--- Source ---

Essay: The One Percent Court, by Bill Moyers and Bernard Weisberger

http://billmoyers.com/2012/09/13/essay-the-one-percent-court/



Essay: The One Percent Court

September 13, 2012

by Bill Moyers and Bernard Weisberger


A version of this essay will appear in an upcoming issue of The Nation, focusing on the Supreme Court. It will be available on newsstands Sept. 20, 2012.


Why a special issue of The Nation devoted to the Supreme Court? Because with partisan gridlock paralyzing both the president and Congress, the Court has more than ever become “the decider” — the most powerful branch of government, and one at the center of a controversy whose outcome may shape the course of democracy for generations to come.

By a paradox both historical and constitutional, the political appointees on the Roberts Court will never have to answer for their decisions to voters like you and me. Nor to the president or Congress: once they are confirmed, the Supreme Court’s justices, like all federal judges, serve for life or “good behavior.”

The Constitution’s framers meant to secure the Court against political pressure from the electorate and arbitrary dismissal of its members from on high by presidents dissatisfied with their decisions. As the third branch of the new national government — one whose powers were to be divided to block overreach by any one of them — the Court would be equal to the executive and legislative arms, even though the president appointed its members with the concurrence of the Senate.

--- Provided data ---

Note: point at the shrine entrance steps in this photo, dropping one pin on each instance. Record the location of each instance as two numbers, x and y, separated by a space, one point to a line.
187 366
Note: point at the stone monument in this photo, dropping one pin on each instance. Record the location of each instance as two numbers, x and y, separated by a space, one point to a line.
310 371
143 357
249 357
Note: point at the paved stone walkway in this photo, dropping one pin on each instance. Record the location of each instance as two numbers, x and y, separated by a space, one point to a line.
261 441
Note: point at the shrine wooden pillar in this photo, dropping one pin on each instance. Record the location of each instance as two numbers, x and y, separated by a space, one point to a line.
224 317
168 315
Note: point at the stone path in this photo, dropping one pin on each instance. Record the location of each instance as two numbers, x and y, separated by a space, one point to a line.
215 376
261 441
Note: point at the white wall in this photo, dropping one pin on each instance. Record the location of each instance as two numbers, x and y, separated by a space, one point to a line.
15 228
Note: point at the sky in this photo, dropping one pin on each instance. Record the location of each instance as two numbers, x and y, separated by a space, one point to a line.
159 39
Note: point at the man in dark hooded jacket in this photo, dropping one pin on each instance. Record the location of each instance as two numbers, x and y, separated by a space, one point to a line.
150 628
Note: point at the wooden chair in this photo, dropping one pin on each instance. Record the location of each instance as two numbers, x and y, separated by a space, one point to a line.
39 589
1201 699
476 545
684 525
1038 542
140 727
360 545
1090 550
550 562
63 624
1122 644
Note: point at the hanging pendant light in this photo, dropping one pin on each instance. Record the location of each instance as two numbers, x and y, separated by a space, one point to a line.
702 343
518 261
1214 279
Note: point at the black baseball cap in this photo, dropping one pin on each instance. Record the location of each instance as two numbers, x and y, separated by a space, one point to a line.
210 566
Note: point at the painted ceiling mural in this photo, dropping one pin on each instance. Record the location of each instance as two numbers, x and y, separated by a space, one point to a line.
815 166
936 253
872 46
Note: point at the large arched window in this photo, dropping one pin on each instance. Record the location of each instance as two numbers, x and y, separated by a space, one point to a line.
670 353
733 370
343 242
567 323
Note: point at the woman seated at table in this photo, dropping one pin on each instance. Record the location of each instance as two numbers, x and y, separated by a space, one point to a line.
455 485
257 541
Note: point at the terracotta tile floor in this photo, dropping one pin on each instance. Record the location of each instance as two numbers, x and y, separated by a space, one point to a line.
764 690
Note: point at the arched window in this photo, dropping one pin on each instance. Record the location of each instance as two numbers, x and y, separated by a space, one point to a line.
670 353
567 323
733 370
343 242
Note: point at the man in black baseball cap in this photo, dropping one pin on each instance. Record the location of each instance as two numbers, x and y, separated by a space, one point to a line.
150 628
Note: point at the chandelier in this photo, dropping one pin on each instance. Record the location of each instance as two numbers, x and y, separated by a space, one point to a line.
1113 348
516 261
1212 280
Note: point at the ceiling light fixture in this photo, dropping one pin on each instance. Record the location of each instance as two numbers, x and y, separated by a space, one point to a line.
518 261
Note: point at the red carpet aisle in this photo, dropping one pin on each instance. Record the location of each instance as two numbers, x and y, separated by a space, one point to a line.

---

- **Given task**:
From the Supreme Court essay above, extract the passage between "The Constitution’s framers" and "of the Senate.", inclusive, copying it word for word.

- **The solution**:
The Constitution’s framers meant to secure the Court against political pressure from the electorate and arbitrary dismissal of its members from on high by presidents dissatisfied with their decisions. As the third branch of the new national government — one whose powers were to be divided to block overreach by any one of them — the Court would be equal to the executive and legislative arms, even though the president appointed its members with the concurrence of the Senate.